- [Provided text]:
BEGIN

Question: how do you know that Boris Johnson is lying? Answer: because you can see his lips move.
An old joke, I know, but it comes irresistibly to mind as ministers tell us it is perfectly fine to go inside a pub or restaurant to enjoy ourselves – but, erm, well, actually they’d prefer it if we stayed outside and, maybe, didn’t bother going out, all things considered.
Watching Matt Hancock’s nervous calls for “caution” gives me the distinct impression that here is a man who doesn’t really believe that the easing of lockdown is wise, is terrified that Johnson’s latest gamble with other people’s lives will fail, and that this – more infectious – Indian variant of the coronavirus will indeed “spread like wildfire” and cause untold misery in the months ahead.
Will there be jolly shots of Johnson getting a round indoors at the Red Lion (assuming he’s remembered his wallet)? Will Rishi be dishing out the pizzas this evening? Where can we see Kwasi Kwarteng propping up the bar? Are they going to encourage us to go out and get smashed in an indoor setting, or give it a miss?
As with some previous premature unlocks, the mixed messaging betrays the truth, which is that they should have postponed the latest unlock, but didn’t have the guts to do it and so went ahead and hoped for the best. Which, as we know, is not really best public health practice and generally leads to a tougher, longer lockdown later on.
If it is so safe to open up indoor venues, why is there a second-dose vaccine surge being rushed out to shield the more vulnerable in society? That rather says to me that the government knows that the vaccine programme is in a race with the fast-spreading Indian variant, and that the race is being lost.
Another fortnight would have probably pushed the vaccination rate up to a more robust level of community “herd” immunity, and allowed the time to see just how dangerous the Indian variant is. But they went ahead anyway. Cheers, Matt, and what’ll you be having then? Treble trouble is what he’ll be getting, served with ice, lemon and no tonic, and he knows it. It’s etched all over his haunted face.
So no wonder they’re throwing resources at testing and tracing in the “hot spots” in Bolton and parts of London, as well as pushing vaccines out even faster (though perhaps we should already be up to maximum velocity already?).
Here we find more odd messaging, pre-spin if you like. If certain communities are identified as being “vaccine resistant” then they can be subsequently blamed when the unlock fails, rather than the ministers who authorised it before it was truly safe to do so. And of course the public can be blamed for going inside the pubs that are now legally open while minsters tell them that they really shouldn’t.

END

- [Your goal]: Copy the lockdown column starting at "Will there be" and ending at "give it a miss?", swapping "Red Lion" for "Crown".

- [Source information]:
BEGIN

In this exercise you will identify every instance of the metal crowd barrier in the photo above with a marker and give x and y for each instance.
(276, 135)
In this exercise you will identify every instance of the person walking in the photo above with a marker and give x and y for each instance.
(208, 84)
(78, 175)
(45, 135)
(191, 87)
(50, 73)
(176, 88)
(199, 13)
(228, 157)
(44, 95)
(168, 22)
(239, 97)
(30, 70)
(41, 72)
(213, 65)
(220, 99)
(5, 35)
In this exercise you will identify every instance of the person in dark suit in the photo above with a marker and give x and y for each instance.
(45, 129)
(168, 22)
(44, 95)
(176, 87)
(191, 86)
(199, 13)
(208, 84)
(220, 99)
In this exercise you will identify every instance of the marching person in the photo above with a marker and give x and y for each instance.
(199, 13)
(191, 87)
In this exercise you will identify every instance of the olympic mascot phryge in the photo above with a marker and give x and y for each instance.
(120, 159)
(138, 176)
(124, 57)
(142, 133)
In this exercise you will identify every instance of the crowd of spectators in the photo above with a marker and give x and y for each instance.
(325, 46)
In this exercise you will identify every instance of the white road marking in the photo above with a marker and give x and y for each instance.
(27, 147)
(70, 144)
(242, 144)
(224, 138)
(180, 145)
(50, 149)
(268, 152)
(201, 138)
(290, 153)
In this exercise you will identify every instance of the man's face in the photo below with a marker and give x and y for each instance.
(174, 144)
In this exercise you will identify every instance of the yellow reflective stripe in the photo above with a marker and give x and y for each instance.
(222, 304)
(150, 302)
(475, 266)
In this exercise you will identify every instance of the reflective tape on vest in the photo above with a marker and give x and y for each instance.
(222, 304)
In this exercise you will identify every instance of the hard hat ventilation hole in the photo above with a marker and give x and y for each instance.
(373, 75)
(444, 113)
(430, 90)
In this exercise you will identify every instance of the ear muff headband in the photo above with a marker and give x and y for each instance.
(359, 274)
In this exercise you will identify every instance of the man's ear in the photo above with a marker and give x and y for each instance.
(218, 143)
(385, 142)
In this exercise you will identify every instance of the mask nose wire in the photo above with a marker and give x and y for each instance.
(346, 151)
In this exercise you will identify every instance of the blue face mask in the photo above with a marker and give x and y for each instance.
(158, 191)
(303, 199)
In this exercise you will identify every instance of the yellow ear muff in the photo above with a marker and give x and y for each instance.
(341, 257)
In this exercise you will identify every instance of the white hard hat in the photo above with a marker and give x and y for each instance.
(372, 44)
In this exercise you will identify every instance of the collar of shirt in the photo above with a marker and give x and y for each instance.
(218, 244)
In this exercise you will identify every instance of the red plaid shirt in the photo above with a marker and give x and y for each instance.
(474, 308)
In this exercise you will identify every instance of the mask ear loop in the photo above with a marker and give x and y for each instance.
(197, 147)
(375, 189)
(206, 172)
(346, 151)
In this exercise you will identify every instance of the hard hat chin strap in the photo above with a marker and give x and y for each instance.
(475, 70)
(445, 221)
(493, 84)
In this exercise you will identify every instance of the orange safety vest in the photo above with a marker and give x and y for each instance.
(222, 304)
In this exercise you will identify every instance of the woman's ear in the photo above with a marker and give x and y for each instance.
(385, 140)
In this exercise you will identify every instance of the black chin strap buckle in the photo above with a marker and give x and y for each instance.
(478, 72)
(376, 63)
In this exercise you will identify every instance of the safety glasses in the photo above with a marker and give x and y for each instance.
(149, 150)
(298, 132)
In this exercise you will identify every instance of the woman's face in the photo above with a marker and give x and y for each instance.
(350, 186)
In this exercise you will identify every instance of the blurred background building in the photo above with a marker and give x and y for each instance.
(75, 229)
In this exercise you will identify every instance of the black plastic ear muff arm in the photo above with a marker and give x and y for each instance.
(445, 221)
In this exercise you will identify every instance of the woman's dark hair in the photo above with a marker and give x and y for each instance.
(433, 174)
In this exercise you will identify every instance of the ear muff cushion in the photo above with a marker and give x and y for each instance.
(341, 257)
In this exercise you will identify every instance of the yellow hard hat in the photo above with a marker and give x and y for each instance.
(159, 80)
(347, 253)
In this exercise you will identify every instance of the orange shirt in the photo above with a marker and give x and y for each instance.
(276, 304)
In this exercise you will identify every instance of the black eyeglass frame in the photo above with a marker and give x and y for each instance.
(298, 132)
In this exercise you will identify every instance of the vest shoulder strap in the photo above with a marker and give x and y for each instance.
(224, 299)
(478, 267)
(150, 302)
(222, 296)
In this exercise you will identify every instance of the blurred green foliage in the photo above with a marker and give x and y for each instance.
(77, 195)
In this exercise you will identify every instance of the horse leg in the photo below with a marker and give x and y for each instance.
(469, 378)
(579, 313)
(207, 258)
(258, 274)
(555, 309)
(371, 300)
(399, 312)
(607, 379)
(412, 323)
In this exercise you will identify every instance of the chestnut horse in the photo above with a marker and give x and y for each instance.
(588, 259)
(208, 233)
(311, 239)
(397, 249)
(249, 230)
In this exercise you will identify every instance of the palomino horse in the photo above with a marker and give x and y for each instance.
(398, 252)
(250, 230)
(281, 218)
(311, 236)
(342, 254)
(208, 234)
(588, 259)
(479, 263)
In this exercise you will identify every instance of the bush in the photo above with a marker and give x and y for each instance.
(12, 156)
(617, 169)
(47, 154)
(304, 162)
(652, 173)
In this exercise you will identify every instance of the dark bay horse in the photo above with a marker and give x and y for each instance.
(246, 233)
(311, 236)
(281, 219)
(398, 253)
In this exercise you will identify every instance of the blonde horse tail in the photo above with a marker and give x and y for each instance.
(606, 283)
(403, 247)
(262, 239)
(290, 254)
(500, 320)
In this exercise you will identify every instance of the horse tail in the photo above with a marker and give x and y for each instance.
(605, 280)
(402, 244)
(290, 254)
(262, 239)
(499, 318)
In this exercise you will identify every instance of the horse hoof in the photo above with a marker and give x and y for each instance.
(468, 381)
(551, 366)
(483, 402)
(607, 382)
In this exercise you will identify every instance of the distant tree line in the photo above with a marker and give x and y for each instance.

END

- [Solved exercise]:
Will there be jolly shots of Johnson getting a round indoors at the Crown (assuming he’s remembered his wallet)? Will Rishi be dishing out the pizzas this evening? Where can we see Kwasi Kwarteng propping up the bar? Are they going to encourage us to go out and get smashed in an indoor setting, or give it a miss?